**COSA FARE**
a - Rispondi alle seguenti domande sull'intervista:
(i) In quale anno Costa ricevette la proposta di entrare nelle liste del Psi alle comunali?
(ii) Chi era allora assessore alla cultura per il Comune di Reggio Emilia?
(iii) In quale congresso Filippo Turati definì il socialismo "un divenire continuo nelle cose e nelle teste"?
b - Stabilisci se ciascuna affermazione concorda con l'intervista. Rispondi sì o no e cita le parole del testo che lo dimostrano.
(i) Costa accettò la candidatura solo a condizione di non essere eletto.
(ii) Secondo Turati, il socialismo è un'ora x della storia.
(iii) Il libro sul congresso di Livorno è stato trasformato in un testo teatrale.

**TESTO FORNITO**
+ + + + + + +

Ho conosciuto Costa alla fine degli anni settanta. Mi colpirono la sua cultura e la sua creatività, il suo culto del paradosso. Fu lui a ispirare a Ivanna Rossi, allora assessore alla cultura per il Comune di Reggio Emilia, l’iniziativa de I porci comodi. Solo lui poteva abbinare il maiale all’erudizione, elevare il porco al rango del professore. Ma era anche un gioco di parole come quelli delle sue poesie. Una volta mi propose un’Aida a temperatura ambiente e una Traviata col brodino per curare la protagonista. Nel 1990 gli proposi di entrare nelle liste del Psi alle comunali e lui accettò solo se gli davo la sicurezza di non essere eletto. Corrado era un unicum. Una persona che non rinascerà.

– Che cos’è il socialismo per Mauro Del Bue?
Un’aspirazione naturale all’equità e alla libertà. Come sostenne Filippo Turati al congresso di Livorno del 1921 (a cui ho dedicato un libro, che avrei voluto trasformare in testo teatrale) il socialismo non é un’ora x della storia, ma “un divenire continuo nelle cose e nelle teste”. E aggiungo il suo valore internazionalista. Un socialista guarda al mondo.

– Per le tue molteplici e consolidate competenze (storia, politica, lirica, cultura, giornalismo, sport, filosofia, ecc.) mi viene da definirti un “uomo leonardesco” o, anche, un “uomo rinascimentale”. Qual è il motore primo di questa tua fame di conoscenza?

+ + + + + + +

**Voci di dati raccolte**
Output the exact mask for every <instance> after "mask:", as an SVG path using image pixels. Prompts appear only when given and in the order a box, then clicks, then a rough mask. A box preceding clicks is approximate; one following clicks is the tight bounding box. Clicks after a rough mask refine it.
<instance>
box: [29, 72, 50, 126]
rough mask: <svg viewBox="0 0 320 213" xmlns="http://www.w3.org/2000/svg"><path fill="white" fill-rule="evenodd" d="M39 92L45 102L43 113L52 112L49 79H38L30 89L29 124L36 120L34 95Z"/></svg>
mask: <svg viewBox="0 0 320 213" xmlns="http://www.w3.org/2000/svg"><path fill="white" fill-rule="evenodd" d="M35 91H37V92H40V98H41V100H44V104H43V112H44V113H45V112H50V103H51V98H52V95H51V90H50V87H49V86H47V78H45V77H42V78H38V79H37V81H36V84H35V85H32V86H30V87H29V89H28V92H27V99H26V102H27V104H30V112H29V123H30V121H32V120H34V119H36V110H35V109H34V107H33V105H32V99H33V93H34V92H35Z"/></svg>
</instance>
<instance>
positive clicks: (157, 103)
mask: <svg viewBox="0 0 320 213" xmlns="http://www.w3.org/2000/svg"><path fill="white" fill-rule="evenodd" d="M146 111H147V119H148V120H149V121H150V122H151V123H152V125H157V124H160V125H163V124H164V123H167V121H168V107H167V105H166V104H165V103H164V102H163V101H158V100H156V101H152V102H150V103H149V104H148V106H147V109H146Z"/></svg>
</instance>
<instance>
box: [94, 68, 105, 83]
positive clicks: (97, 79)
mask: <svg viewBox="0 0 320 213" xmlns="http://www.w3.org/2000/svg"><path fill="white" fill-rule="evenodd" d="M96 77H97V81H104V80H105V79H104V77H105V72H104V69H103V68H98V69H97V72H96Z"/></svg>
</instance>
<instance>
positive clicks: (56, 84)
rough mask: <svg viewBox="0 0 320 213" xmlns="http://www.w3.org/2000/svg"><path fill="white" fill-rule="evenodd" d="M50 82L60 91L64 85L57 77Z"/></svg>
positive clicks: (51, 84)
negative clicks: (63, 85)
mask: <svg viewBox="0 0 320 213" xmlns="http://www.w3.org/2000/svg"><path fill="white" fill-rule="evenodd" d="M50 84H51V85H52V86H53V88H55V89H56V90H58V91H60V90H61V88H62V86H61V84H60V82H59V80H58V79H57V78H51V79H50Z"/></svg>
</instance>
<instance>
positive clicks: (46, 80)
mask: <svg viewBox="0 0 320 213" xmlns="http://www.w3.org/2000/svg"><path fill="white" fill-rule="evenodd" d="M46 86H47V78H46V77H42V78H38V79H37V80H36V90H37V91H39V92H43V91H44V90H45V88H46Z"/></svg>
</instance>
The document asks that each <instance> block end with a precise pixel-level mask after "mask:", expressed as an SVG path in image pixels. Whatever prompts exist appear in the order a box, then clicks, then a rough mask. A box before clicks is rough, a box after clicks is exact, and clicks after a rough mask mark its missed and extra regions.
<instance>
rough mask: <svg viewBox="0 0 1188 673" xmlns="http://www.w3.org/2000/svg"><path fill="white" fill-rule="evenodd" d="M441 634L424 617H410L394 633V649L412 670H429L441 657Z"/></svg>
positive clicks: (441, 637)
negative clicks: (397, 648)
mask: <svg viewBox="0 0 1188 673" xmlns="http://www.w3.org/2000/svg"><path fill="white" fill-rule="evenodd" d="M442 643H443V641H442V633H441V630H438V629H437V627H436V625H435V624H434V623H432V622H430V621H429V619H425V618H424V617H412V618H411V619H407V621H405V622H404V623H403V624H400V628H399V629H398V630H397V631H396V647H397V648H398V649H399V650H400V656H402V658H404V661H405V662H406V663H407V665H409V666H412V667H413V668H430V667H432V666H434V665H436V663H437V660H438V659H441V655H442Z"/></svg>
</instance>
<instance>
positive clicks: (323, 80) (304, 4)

+ + + + + + +

**RISPOSTE IN ORDINE**
a -
(i) Nel 1990.
(ii) Ivanna Rossi.
(iii) Nel congresso di Livorno del 1921.

b -
(i) Sì: "lui accettò solo se gli davo la sicurezza di non essere eletto".
(ii) No: "il socialismo non é un’ora x della storia".
(iii) No: "che avrei voluto trasformare in testo teatrale".